This project seeks to explore if anti-seizure drugs (ASDs) can act as chaperones for voltage-gated sodium channel (VGSC) subunit proteins to which they don’t bind directly, by testing if they are able to rescue epilepsy-related trafficking deficient variants in SCN1B, encoding the β1/β1B subunits.

Some epilepsy-related variants in VGSC subunit genes result in trafficking deficient proteins that are retained in the endoplasmic reticulum. Previous findings show that certain ASDs are able to rescue VGSC trafficking deficient mutant α subunit proteins, to which they are known to bind to exert their anticonvulsant effects.

This study utilizes in vitro mammalian cell cultures (1610 cells) that stably express the SCN1B-p.R125C β₁ trafficking deficient mutant cell, with cells expressing the wild-type (WT) subunit used as controls. After incubation for 48 hours with selected ASDs (phenytoin, carbamazepine, or valproic acid), cells were tested for surface expression of p.R125C β₁ using biotinylated cell-surface samples and analyzed using western blotting. Whole cell lysates were also probed with western blotting to control for protein expression.

Under naïve culture conditions, 1610 cells expressed robust amounts of WT β₁ and p.R125C β₁ in cell lysates, but only WT β₁ was present at the cell surface, consistent with previous reports. Preliminary findings of cell culture with all selected ASDs resulted in detectible expression of p.R125C β₁ at the cell surface, without any effects on the overall expression of WT or mutant subunits.

Although preliminary, these results suggest the ability of the selected ASDs to act as chaperones even for VGSC proteins to which they do not bind directly to exert their anti-seizure effect. Future studies will aim to confirm these findings and explore the spectrum of proteins for which ASDs can exert a chaperone function.

Saved entries
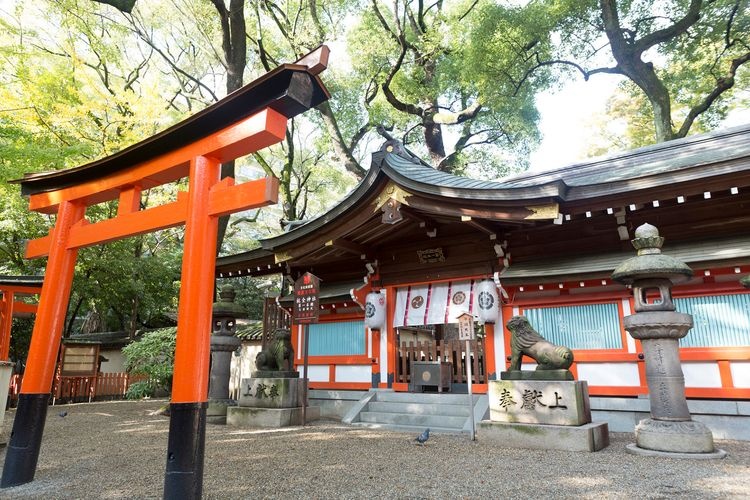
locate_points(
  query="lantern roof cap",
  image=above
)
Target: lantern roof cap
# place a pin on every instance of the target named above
(650, 262)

# Task prompt
Please rewrite the part of the anti-seizure drug abstract that opens with the words containing "Although preliminary, these" and closes with "a chaperone function.", renaming "Future studies" as "Later studies".

# Task response
Although preliminary, these results suggest the ability of the selected ASDs to act as chaperones even for VGSC proteins to which they do not bind directly to exert their anti-seizure effect. Later studies will aim to confirm these findings and explore the spectrum of proteins for which ASDs can exert a chaperone function.